**Given passage:**
★ ★ ★ ★ ★
Posted: Tue Jan 27, 2015 4:07 pm
by denjohn
http://jessescrossroadscafe.blogspot.co ... force.html
This is a terrific article, right on point, getting the bigger picture that almost all economic writers are missing, or failing to state in a clear and direct manner without mincing words. The moneyed interests are not beneficent wealth creators doing God's work and creating jobs and value. These are more like white collar criminals who are able to bend the law to their will, acting like parasites on the real economy.
"Wall Street’s overarching function today is that of an institutionalized wealth transfer mechanism, propped up by compromised regulators and a dysfunctional Congress."
Our society is out of balance and distorted as a result. Corporations take precedence over people, and money directs the course of public policy and foreign entanglements, to its own ends. And the people are left to suffer.
And shame on the liberal economists, who will promote stimulus of any sort in their ideological fervor, and cheerlead the results along with the White House, without being mindful that stimulus in itself is not a good thing, if it stimulates the wrong things. QE is not an effective means of stimulus for the real economy, but it is a windfall and a sinecure for the financial sector and the one percent.

Re: Wall Street As a Negative Economic Force: Looting Will C

Posted: Tue Jan 27, 2015 5:01 pm
by Amskeptic
denjohn wrote:http://jessescrossroadscafe.blogspot.co ... force.html
And shame on the liberal economists, who will promote stimulus of any sort in their ideological fervor, and cheerlead the results along with the White House, without being mindful that stimulus in itself is not a good thing, if it stimulates the wrong things. QE is not an effective means of stimulus for the real economy, but it is a windfall and a sinecure for the financial sector and the one percent.
★ ★ ★ ★ ★
**Written tasks:**
a. Answer the following questions about the forum thread:
(i) Which user wrote the post dated Tue Jan 27, 2015 4:07 pm?
(ii) According to the quoted sentence, what props up Wall Street's wealth transfer mechanism?
(iii) At what time was Amskeptic's post made?
b. From the forum thread, pull out the passage starting with "Posted: Tue Jan 27, 2015 4:07" and going on through "the real economy.".
★ ★ ★ ★ ★
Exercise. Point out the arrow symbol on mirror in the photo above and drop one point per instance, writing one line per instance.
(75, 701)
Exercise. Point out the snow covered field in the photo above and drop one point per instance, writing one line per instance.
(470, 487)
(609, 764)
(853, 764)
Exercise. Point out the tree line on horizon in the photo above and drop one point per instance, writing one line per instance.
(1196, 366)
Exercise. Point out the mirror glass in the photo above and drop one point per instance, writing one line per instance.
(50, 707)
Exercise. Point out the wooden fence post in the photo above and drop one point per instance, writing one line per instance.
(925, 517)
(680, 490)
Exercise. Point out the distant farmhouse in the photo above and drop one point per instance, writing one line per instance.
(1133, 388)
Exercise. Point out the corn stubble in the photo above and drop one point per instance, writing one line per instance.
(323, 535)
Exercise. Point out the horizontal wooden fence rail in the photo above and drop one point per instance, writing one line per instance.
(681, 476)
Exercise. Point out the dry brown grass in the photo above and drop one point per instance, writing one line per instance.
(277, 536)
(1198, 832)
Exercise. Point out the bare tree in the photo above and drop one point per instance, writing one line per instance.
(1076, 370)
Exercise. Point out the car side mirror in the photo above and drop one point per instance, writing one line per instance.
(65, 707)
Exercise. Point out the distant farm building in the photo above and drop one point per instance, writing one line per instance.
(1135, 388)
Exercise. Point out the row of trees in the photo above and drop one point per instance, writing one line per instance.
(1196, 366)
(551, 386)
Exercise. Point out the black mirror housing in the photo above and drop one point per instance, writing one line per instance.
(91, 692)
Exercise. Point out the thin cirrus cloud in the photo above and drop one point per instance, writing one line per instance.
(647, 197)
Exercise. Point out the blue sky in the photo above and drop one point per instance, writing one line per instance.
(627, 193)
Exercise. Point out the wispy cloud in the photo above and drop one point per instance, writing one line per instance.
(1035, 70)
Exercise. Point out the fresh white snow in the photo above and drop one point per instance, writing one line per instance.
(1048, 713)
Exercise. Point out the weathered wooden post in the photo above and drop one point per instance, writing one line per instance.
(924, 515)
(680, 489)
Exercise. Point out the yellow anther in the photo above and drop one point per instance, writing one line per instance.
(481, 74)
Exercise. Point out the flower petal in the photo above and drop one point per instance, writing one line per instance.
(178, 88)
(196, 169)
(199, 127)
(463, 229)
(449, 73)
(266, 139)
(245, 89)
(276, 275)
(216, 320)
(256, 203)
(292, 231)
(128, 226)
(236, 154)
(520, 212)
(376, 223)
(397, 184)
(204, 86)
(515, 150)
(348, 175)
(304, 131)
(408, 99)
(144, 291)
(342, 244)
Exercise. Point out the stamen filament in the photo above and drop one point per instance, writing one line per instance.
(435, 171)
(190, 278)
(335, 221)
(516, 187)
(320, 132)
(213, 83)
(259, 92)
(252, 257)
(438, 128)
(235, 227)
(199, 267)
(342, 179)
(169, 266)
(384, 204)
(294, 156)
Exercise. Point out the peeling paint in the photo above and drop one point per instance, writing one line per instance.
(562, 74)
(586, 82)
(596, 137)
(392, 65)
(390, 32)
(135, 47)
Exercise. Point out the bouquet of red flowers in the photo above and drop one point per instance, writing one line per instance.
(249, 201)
★ ★ ★ ★ ★
**Answers for the exercise:**
a.
(i) denjohn
(ii) Compromised regulators and a dysfunctional Congress
(iii) 5:01 pm

b.
Posted: Tue Jan 27, 2015 4:07 pm
by denjohn
http://jessescrossroadscafe.blogspot.co ... force.html
This is a terrific article, right on point, getting the bigger picture that almost all economic writers are missing, or failing to state in a clear and direct manner without mincing words. The moneyed interests are not beneficent wealth creators doing God's work and creating jobs and value. These are more like white collar criminals who are able to bend the law to their will, acting like parasites on the real economy.